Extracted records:
====================
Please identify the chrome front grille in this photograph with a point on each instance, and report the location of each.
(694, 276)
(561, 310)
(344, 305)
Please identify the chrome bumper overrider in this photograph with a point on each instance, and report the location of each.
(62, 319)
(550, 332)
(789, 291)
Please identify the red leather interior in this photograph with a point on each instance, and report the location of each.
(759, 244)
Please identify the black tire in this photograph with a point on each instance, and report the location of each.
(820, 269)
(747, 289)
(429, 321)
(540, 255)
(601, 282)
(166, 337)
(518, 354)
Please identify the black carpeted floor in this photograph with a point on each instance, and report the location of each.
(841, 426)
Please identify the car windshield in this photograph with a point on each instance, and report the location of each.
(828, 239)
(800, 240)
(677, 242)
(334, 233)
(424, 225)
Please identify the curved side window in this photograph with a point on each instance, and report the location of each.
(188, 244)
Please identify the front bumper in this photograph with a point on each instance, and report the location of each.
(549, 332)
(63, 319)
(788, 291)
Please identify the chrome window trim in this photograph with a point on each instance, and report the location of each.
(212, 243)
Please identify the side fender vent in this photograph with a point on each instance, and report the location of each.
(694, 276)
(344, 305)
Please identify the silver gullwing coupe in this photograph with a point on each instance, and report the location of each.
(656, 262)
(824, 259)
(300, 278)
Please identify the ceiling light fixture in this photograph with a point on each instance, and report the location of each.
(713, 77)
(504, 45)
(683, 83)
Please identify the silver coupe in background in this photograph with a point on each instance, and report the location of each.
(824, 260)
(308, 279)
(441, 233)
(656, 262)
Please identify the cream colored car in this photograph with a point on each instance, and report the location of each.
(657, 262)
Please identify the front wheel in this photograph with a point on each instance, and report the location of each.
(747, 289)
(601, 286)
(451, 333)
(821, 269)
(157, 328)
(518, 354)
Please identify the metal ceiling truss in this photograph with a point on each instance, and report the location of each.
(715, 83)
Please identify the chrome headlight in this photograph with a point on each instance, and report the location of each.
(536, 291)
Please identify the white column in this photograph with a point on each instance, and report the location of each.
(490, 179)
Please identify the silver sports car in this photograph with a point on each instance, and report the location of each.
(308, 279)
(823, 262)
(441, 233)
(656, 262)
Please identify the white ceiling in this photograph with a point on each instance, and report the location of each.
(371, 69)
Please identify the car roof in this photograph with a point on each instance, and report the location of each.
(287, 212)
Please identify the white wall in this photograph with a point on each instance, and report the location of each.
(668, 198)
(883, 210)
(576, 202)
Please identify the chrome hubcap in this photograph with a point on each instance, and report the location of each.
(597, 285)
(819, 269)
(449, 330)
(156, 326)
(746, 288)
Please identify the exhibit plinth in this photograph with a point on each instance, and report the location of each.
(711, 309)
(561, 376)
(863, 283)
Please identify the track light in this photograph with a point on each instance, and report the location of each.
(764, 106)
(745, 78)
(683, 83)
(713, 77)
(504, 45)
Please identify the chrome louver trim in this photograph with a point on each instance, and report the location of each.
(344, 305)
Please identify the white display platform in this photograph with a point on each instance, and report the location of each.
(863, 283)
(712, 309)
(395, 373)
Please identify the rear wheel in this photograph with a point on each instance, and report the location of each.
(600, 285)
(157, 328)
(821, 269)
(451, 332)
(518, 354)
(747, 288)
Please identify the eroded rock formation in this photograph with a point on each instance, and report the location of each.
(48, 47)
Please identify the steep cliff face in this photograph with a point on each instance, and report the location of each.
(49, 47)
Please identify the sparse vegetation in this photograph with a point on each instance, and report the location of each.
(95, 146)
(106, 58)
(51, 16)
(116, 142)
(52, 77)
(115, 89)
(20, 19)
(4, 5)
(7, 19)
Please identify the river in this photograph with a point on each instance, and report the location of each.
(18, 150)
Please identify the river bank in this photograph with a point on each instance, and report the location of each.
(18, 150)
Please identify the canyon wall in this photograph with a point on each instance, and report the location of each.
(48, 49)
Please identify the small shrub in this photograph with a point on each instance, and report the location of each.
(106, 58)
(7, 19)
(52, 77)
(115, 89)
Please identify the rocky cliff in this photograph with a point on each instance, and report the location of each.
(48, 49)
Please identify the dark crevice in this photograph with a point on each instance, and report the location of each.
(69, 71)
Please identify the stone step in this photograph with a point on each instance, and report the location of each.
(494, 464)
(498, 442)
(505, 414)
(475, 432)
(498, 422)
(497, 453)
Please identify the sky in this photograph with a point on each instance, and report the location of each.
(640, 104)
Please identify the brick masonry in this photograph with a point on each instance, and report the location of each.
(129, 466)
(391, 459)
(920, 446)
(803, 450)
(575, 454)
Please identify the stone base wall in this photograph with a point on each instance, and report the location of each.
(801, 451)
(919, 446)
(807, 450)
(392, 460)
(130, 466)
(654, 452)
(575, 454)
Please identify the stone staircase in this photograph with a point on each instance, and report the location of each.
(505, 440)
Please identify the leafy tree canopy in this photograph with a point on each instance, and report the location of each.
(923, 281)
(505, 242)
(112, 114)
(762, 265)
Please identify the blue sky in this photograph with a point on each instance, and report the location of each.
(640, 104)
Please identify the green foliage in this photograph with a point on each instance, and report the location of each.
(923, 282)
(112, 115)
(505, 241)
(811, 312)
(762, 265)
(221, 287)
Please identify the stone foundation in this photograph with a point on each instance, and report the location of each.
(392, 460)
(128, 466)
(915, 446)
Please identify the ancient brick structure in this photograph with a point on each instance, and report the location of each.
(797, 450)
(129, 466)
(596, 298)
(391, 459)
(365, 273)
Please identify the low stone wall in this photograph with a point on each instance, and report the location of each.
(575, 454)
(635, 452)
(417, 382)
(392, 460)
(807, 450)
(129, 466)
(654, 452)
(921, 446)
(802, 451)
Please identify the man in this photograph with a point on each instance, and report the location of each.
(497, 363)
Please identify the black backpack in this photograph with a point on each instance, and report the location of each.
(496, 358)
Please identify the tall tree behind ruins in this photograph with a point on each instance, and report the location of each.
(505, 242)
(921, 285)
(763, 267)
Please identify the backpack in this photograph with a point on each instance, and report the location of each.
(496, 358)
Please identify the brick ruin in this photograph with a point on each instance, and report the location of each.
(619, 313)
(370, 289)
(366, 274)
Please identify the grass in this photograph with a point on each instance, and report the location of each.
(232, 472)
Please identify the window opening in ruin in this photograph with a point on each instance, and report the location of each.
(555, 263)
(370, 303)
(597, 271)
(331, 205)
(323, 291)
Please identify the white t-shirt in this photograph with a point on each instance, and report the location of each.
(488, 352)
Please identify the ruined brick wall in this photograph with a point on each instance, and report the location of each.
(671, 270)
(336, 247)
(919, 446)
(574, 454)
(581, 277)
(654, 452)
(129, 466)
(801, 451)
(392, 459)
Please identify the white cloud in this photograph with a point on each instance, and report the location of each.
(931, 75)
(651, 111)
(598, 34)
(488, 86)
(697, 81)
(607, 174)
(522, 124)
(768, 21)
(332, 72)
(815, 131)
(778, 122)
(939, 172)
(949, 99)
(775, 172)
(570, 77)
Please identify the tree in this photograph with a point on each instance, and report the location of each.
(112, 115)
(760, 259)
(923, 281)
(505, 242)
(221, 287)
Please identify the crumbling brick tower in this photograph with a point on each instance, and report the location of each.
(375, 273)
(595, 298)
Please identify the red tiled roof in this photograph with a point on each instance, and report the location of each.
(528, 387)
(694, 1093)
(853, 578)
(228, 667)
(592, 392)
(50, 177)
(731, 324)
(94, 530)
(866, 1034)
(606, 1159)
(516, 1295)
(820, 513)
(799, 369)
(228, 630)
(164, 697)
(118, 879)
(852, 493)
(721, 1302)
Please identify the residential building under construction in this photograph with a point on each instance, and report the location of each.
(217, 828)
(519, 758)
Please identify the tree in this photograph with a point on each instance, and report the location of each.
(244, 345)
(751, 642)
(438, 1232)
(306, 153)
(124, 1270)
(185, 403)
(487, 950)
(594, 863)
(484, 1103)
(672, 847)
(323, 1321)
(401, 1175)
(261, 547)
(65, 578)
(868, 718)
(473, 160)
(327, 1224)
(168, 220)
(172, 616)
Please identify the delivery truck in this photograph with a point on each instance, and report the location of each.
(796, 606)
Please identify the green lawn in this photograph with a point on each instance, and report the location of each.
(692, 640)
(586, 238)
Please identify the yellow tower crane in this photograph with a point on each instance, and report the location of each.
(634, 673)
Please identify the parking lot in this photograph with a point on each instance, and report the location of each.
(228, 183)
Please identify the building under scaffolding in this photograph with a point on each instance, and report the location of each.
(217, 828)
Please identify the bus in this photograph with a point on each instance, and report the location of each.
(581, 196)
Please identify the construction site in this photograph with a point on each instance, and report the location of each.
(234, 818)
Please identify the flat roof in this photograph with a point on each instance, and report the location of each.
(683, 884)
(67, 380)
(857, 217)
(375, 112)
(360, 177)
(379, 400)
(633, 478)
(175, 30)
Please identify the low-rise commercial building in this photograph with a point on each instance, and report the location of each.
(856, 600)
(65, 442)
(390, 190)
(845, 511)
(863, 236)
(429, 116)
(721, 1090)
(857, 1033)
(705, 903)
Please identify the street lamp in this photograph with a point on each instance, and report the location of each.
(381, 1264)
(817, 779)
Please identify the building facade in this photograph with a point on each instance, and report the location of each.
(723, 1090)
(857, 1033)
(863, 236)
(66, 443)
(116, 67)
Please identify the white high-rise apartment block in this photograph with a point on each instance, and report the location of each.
====================
§ The task: Repeat word for word the lines running from the line containing "Please identify the construction" to the end of the entries above, inclusive.

§ Final answer:
Please identify the construction site in this photograph with a point on each instance, and report the location of each.
(234, 818)
Please identify the flat roof in this photograph with a point on each instance, and report the location of each.
(683, 884)
(67, 380)
(857, 217)
(375, 112)
(360, 177)
(379, 400)
(633, 478)
(175, 30)
Please identify the low-rise commercial building in this photograph with a point on each instance, and report the location of each.
(856, 600)
(65, 442)
(390, 190)
(845, 511)
(863, 236)
(429, 116)
(721, 1090)
(857, 1033)
(705, 903)
Please identify the street lamp in this photograph with a point on each instance, and report the location of each.
(381, 1264)
(817, 779)
Please identify the building facade in this photograph with a point on each instance, and report the location of each.
(723, 1090)
(857, 1033)
(863, 236)
(66, 443)
(116, 67)
Please identify the white high-rise apartment block in this photograph with a point on each instance, and report the location of each.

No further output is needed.